• **EXCERPT**:
-- BEGIN --

# Unable to remove algae



## bugpb60 (Dec 29, 2018)

Hello,

I am unable to remove an algae since few month in my aquarium.
300L, chihiros A plus 40% of 19200 lumens = 7680lumens, injecting co2 1 bubble each second., inject NO3, Easy carbo.
My parameters : PH=7.4, Fe=0,NO3=10-15,PO4=0.

Can you help me to identify what is this algae ?


----------



## mistergreen (Mar 3, 2007)

I think it's the start of Black beard. It's best to trim the affected leaves. Squirting H2O2 on the wood might help.


----------



## CarissaT (Jul 26, 2019)

Are you dosing potassium, phosphate and micros? If not your plants are likely starving and algae are just taking advantage of weak plants. 

Sent from my iPad using Tapatalk


----------



## bugpb60 (Dec 29, 2018)

Thanks. I don't think it is BBA algae because the algae is short hairy and green.
I push N and Easy carbo each day with a dosing pump.

Since this week, i push now Phosphate and micro too. (Aquarebell)


----------



## bugpb60 (Dec 29, 2018)

Hello all,
Last week, i have N=5,P=0.02,K=?, and Fe=0.03.
I decide to add more P. After one week, it is worst, i have new algae, can you help me to identify it ?

Red algae on rock









I see BBA but why the leaf is so black on the heart ?









Don't know what is it ?









Please help me to identify that algae.


----------



## neilshieh (Jun 24, 2010)

To me it looks like you have both BBA and BGA. The black beard algae is the hairy projections and the slime/sludge reddish brown you see on surfaces and probably substrate is blue green algae. Even though it's called blue green algae it can definitely take on that red hue. 

It's been quite a while since I've been in the hobby and battling algae so now sure what the recent modalities of treatment are, but I can tell you that it's nothing to be too worried about, just growing pains as a tank matures. You can temporarily hold back the BBA with small squirts of H2O2 while the filter and all water agitators turned off. You'll see it bubble and turn pink as it dies. I would refer to others who are more knowledgable about nutrient imbalances but more water changes and cleaning your filter and substrate to reduce the amount of organics is what I did in the past. Be careful to not nuke your filter by cleaning all media, just clean and rinse 1 of the mechanical filtration pads that has a lot of build up in tank water. Other than that you'd have to assess your lighting and fert dosing levels. You might have too much of both and not enough CO2. 

As for the BGA, it's a real pain. I would physically remove as much as possible and then try a blackout for a few days. If that doesn't work you can look into treating your tank with antibiotics. 

Hope this helps!


----------



## hoppycalif (Apr 7, 2005)

I think you have pretty high light intensity, and a big tank, so you need a lot more than one bubble per second of CO2. Measure how much CO2 you have in the water with the change in pH test: in the morning before the CO2 is turned on, measure the pH of the tank water. Then, after the CO2 has been on for more than 3 hours, measure the pH again - preferably just before the CO2 is turned off. Your CO2 concentration in the water is roughly 3 times 10 raised to the power of the drop in pH. For example, if your morning pH is 7.2 and the later in the day pH is 6.4, the drop is 0.8, so you have 3 times 10^0.8, or 20 ppm. You probably need more than 30 ppm of CO2 to support the plant growth the light is driving the plants to. The shortage of CO2 will lead to unhealthy plant growth, and that causes algae to start growing.


----------

-- END --

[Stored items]
-- BEGIN --

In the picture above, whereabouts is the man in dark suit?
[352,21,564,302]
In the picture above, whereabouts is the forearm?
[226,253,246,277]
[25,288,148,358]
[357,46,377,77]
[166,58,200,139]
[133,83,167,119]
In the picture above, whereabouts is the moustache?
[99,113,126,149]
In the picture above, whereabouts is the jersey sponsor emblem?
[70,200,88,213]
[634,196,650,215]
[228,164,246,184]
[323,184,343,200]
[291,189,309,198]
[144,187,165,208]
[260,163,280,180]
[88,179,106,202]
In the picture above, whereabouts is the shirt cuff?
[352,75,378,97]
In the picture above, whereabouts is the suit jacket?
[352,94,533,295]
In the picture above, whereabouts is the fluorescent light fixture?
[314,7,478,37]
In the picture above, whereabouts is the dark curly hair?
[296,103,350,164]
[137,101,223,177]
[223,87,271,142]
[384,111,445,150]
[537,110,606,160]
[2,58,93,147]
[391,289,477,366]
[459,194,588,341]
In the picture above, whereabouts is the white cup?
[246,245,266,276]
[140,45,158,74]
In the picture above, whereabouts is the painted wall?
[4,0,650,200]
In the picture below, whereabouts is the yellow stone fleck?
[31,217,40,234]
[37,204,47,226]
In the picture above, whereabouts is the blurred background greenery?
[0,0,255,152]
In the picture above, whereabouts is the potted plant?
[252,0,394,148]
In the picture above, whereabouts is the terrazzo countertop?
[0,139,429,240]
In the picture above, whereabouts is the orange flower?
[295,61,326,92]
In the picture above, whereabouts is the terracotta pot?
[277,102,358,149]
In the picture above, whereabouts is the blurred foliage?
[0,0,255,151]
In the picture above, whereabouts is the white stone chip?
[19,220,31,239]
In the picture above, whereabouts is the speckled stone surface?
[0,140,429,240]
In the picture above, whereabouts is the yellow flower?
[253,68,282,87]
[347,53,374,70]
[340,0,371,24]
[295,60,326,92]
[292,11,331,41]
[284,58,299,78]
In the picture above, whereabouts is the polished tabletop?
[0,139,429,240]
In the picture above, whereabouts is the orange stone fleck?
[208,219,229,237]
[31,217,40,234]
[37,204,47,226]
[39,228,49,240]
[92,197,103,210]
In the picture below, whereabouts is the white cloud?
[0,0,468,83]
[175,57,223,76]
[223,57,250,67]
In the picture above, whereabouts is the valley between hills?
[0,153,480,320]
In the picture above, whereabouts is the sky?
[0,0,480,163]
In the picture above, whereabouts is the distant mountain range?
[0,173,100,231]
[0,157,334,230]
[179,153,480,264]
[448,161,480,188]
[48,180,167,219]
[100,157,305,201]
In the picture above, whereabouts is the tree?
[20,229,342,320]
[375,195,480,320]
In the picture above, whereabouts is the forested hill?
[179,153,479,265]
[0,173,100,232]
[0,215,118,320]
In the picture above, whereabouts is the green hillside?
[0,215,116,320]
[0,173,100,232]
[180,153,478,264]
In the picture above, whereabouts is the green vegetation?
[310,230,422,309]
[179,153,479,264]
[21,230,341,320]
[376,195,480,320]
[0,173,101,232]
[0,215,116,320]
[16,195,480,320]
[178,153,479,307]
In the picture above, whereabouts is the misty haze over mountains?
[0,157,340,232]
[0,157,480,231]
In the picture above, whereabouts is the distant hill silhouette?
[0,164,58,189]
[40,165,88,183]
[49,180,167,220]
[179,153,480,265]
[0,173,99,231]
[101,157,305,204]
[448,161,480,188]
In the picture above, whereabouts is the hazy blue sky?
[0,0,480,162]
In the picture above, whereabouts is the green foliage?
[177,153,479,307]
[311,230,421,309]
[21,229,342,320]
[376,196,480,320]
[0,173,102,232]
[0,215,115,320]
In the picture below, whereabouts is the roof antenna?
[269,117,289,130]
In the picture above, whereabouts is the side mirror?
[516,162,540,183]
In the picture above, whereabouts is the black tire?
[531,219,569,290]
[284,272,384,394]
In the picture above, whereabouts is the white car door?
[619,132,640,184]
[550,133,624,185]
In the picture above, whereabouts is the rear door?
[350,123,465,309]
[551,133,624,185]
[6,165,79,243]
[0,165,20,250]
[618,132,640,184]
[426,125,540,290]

-- END --

• **GIVEN INSTRUCTION 1**: Write out the part of the aquarium algae thread starting with "As for the BGA, it's" and going on through "(Apr 7, 2005)".
• **GIVEN INSTRUCTION 2**: In the aquarium algae thread, how much CO2 does hoppycalif say the tank probably needs?

• **PROBLEM SOLUTION 1**:
As for the BGA, it's a real pain. I would physically remove as much as possible and then try a blackout for a few days. If that doesn't work you can look into treating your tank with antibiotics. 

Hope this helps!


----------



## hoppycalif (Apr 7, 2005)

• **PROBLEM SOLUTION 2**: More than 30 ppm.